_REQUIRED ACTIONS_
1) According to the UK Biobank passage, how many participants gave a second blood sample, and how long after joining?
2) Please reproduce the UK Biobank passage word for word, from "Adding proteomic data" up to and including "and prognostic markers.".
**** EXCERPT TO READ ****
UK Biobank’s proteomics dataset will allow researchers to examine proteomic and genetic data from half a million people simultaneously. UK Biobank released the whole genome sequencing of its half a million participants in November 2023.
Adding proteomic data will allow researchers to combine these massive datasets, providing a more detailed picture of the biological processes involved in disease progression. This may in turn drive the development of personalised treatments.
It will also enable researchers to examine how and why protein levels change over time. Half a million participants provided UK Biobank with a blood sample when they joined and 100,000 of them provided a second sample up to 15 years later.
Researchers will be able to see how protein levels have changed over mid-to-late life, enhancing understanding of age-related changes in healthy individuals and shedding light on how diseases develop. This will further accelerate research into diagnostic and prognostic markers.
**** DATA EXTRACTS ****
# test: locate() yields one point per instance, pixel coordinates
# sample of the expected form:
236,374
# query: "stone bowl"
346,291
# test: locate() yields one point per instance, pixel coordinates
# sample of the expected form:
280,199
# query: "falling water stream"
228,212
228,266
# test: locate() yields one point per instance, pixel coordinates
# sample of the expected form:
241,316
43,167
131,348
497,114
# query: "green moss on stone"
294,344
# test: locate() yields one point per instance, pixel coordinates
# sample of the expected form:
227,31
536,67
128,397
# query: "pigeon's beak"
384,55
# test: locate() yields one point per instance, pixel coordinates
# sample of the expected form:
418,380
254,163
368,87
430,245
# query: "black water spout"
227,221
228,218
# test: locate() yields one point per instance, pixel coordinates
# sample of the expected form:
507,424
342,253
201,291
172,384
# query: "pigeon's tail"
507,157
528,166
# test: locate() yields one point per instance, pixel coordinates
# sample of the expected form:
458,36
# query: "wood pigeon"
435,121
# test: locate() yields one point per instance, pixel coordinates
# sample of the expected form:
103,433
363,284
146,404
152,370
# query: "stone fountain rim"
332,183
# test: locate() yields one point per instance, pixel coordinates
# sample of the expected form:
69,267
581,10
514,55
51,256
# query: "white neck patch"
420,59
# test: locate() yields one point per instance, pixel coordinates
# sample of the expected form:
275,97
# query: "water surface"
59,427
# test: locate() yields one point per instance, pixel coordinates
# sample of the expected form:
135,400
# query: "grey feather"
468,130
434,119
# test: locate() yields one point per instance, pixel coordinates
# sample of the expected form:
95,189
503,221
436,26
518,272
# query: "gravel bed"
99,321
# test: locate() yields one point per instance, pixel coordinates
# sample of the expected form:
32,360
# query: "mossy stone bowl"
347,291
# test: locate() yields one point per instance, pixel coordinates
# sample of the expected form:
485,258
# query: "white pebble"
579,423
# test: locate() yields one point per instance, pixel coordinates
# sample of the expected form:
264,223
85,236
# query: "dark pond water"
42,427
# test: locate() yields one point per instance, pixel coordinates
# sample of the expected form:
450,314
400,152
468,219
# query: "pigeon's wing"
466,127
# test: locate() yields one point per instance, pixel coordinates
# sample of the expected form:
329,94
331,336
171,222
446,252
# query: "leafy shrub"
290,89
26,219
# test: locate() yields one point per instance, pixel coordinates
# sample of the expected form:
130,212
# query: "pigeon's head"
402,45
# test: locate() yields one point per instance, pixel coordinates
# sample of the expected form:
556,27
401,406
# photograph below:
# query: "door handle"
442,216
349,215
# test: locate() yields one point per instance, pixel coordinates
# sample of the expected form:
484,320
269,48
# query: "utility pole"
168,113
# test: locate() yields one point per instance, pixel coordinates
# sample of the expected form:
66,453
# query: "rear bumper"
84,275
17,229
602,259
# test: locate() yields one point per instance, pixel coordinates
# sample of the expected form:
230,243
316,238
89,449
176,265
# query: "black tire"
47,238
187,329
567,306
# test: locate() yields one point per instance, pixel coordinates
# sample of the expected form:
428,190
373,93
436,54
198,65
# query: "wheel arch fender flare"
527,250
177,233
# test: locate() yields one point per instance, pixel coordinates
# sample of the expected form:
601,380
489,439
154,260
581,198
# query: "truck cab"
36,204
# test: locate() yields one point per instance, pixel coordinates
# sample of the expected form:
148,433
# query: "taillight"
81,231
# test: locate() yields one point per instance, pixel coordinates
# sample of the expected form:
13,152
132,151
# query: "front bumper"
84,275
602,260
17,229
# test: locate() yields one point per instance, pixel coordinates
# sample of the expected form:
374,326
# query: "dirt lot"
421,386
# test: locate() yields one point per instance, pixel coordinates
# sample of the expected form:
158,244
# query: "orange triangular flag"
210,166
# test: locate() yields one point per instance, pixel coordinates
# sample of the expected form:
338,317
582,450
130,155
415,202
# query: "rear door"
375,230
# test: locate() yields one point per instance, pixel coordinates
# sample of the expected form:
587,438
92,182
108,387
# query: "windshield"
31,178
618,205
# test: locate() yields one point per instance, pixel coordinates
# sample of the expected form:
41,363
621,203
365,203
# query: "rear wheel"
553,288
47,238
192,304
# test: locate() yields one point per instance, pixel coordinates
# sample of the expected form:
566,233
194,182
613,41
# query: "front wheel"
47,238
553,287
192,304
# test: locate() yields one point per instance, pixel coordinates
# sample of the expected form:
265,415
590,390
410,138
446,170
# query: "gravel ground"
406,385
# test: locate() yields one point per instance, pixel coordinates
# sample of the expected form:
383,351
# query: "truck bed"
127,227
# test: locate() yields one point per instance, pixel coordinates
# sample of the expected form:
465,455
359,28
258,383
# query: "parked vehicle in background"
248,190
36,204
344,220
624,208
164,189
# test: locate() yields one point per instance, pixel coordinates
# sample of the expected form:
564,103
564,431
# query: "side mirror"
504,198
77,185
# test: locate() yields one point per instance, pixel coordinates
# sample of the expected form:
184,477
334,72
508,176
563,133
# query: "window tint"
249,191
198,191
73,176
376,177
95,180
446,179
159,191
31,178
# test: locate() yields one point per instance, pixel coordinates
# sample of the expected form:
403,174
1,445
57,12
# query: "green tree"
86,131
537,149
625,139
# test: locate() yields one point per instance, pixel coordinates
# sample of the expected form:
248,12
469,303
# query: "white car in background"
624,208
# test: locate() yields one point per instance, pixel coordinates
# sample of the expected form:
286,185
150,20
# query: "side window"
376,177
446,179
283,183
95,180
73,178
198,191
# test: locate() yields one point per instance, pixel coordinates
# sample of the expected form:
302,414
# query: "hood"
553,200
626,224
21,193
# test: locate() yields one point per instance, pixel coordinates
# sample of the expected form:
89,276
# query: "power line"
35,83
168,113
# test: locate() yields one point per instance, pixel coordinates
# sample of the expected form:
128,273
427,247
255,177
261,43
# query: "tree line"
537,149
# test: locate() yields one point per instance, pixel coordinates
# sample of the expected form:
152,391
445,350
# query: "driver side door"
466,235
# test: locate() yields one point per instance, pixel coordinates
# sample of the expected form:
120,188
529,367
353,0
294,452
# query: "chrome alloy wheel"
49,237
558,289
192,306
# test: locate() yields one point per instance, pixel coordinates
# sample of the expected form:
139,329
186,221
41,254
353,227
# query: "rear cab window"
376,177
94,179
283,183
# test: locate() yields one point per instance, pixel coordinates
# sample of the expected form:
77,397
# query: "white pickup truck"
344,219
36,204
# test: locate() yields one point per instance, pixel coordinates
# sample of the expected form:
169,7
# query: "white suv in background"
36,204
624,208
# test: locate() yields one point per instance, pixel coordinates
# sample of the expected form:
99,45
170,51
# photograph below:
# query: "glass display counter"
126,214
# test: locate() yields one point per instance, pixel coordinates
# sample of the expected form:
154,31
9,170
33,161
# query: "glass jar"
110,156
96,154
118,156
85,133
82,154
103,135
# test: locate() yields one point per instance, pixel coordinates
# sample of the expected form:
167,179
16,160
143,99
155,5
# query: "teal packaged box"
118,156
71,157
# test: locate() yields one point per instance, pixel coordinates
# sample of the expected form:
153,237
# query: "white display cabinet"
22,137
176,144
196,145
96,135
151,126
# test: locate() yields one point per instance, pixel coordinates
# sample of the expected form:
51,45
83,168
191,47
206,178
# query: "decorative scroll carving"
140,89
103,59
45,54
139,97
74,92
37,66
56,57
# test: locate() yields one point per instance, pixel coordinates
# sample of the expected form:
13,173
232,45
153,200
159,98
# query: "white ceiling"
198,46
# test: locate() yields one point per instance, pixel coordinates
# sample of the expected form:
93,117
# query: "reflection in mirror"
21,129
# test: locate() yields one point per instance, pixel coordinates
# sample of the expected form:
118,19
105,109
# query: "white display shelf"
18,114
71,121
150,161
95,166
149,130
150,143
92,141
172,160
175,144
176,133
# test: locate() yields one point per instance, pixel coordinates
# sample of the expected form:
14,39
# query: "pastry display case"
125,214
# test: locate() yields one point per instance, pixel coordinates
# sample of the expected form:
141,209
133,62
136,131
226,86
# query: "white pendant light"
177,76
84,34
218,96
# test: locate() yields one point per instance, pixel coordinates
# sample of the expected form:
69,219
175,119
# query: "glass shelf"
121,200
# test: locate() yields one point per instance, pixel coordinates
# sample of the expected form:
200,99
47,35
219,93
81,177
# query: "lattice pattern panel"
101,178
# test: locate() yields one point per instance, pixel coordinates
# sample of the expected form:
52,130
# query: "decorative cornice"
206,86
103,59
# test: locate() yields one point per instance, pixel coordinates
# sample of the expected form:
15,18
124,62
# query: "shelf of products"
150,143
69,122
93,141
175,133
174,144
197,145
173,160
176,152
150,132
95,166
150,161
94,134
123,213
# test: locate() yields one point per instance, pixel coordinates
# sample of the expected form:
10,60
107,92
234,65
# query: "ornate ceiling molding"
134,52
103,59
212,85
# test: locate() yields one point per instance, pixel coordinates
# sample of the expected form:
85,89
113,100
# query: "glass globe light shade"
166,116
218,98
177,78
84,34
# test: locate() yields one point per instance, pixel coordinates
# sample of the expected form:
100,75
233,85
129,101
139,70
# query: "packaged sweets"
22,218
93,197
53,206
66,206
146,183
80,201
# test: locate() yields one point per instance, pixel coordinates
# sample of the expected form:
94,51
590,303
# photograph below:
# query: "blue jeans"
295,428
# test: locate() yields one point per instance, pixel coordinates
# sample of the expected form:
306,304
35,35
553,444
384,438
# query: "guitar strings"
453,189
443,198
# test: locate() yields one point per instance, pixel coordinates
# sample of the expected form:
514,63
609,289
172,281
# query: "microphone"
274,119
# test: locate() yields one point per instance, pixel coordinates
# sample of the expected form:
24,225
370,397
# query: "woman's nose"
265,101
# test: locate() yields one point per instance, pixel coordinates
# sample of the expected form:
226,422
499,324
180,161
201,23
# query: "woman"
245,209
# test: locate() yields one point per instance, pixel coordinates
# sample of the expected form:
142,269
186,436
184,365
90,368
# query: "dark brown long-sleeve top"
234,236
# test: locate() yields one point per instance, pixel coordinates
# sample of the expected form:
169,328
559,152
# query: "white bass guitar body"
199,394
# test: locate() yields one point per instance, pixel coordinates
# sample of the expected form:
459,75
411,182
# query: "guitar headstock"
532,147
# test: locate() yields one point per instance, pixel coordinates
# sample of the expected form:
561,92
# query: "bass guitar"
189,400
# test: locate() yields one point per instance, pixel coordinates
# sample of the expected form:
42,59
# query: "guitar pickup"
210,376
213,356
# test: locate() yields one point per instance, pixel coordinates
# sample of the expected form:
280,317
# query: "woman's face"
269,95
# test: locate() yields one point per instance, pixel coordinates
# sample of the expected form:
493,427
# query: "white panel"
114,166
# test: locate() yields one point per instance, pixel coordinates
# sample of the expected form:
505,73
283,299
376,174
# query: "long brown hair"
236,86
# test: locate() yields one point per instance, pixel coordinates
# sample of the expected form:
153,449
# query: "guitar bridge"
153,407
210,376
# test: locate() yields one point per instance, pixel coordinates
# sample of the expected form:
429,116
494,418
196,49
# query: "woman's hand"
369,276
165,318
****
_ANSWERS FOR THIS EXERCISE_
1) 100,000 participants gave a second sample up to 15 years after joining.

2)
Adding proteomic data will allow researchers to combine these massive datasets, providing a more detailed picture of the biological processes involved in disease progression. This may in turn drive the development of personalised treatments.
It will also enable researchers to examine how and why protein levels change over time. Half a million participants provided UK Biobank with a blood sample when they joined and 100,000 of them provided a second sample up to 15 years later.
Researchers will be able to see how protein levels have changed over mid-to-late life, enhancing understanding of age-related changes in healthy individuals and shedding light on how diseases develop. This will further accelerate research into diagnostic and prognostic markers.